◆ Excerpt to read
--

In his homily, Bishop O’Connell observed, “Our Gospel story from St. Luke today describing the different responses of the two sons to their father’s call to work in the vineyard reminds us of the importance of keeping your word.  One son agrees to work but does not, while the other son says no at first then changes his mind. 

“There is a parallel lesson here for all of us but for the young especially: God our Father reaches out to invite our faith in him and in his son.  Our initial response in Baptism and Confirmation provides the grace to fulfill the promises we have made in those sacraments.  As we grow older, we must decide for ourselves what direction our lives will take. Catholic Athletes for Christ gives us the context to make firm the promises we make to the Lord in his Church.”

Recognizing a firm foundation

During the Mass, both McKenna and Duddy were recognized for their work in cultivating the CAC program in the Diocese.

“They provided the vision and brought the energy and the zeal to make Catholic Athletes for Christ not just an idea, but a real possibility for our schools throughout the Diocese,” Father Jason Parzynski, CAC diocesan chaplain spoke.

In recognition of those contributions, Bishop O’Connell presented plaques Duddy and to Notre Dame High School.

Although unable to attend, Dr. Margaret Boland, former associate superintendent of Catholic schools in the Diocese of Trenton was acknowledged for “her labor of putting together the policies and procedures which were the foundation for CAC,” Father Jason stated.

--

(Referring expression data)
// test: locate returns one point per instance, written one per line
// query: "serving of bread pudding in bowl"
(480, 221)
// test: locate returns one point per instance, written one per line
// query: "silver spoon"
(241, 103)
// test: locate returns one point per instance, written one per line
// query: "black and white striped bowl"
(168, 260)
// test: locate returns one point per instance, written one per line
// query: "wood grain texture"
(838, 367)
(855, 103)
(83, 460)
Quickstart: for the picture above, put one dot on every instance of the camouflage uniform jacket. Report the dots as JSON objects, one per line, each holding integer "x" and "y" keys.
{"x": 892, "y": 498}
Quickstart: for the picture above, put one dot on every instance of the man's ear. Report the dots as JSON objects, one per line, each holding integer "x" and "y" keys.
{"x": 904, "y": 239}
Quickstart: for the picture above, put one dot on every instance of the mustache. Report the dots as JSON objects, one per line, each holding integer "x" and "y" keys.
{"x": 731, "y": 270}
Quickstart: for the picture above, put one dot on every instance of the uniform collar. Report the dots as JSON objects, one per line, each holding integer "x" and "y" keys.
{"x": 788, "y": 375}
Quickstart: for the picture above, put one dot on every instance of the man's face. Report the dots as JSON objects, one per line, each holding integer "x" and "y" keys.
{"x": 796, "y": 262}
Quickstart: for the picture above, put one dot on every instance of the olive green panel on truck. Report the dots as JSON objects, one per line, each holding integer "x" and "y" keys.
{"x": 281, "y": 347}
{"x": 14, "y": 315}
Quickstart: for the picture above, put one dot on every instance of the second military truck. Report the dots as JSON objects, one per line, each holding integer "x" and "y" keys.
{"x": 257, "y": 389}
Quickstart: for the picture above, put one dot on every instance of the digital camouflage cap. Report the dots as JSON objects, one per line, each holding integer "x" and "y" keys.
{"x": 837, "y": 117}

--

◆ Exercise A
Answer these questions from the passage about Catholic Athletes for Christ:
(i) Which two sacraments does the homily name as our initial response?
(ii) Which two people were recognized during the Mass for cultivating the CAC program?
(iii) What position did Dr. Margaret Boland formerly hold?
◆ Exercise B
Carry the passage about Catholic Athletes for Christ forward from its final sentence.
The records are separate material and have no connection to the passage about Catholic Athletes for Christ.

◆ Answer box A
(i) Baptism and Confirmation
(ii) McKenna and Duddy
(iii) Associate superintendent of Catholic schools in the Diocese of Trenton

◆ Answer box B
In recognition of the founding CAC members, Bishop O’Connell said, “Thanks to the great work, encouragement and support over the years of people like the late Coach John McKenna and Dr. Margaret Boland, CAC has established a firm foundation in Diocesan high schools. The torch has now been passed to Mr. Dennis Guida, former principal of Holy Cross High School, Delran; Mr. Daniel O’Connell, associate director for curriculum and instruction in the Diocesan Department of Catholic Schools and Father Jason Parzynski, CAC diocesan chaplain who all continue to guide this wonderful program along with coaches and staff from our Catholic high schools.”

Many participating teens expressed positive take-aways from the day.

“I think the opportunity to come together to pray with other teams and not just necessarily for our team’s success but to pray for something larger is so important,” Alyson Sweeney, senior field hockey and basketball player from Red Bank Catholic said.

“It was so cool to see all of us come together to talk about our faith and sportsmanship.  Other schools may be opponents on the field, but they are our brothers and sisters in Christ,” Kitty Vernon, Notre Dame senior, field hockey and lacrosse player offered.

Her team captain and classmate, Emily Brady, agreed, “You get to see how we’re not as separated as we think we are. Today helped us make connections with one another and showed us how we are all together in Catholic Athletes for Christ.” 

Daniel Montero, a sophomore soccer and basketball player at Trenton Catholic Preparatory Academy, Hamilton, appreciated seeing how other school programs operate and how “we can use our faith to develop the strength to overcome adversity.”

While his soccer season has ended for the year, CBA junior, Dan McNamara is “already thinking to next season and how I can bring my faith to my team.”

This reignited spark of interest in further developing CAC in the high schools after pandemic restrictions within the athletic programs caused many of the activities to be put on hold is exactly what Dan Duddy hoped to accomplish at the conference.

“I hope they use this [day] as a springboard and go back to the schools and be the leaders that they innately are as athletes.  Let them carry the torch, let them know they are the light and let’s carry that light again to get back up and running!”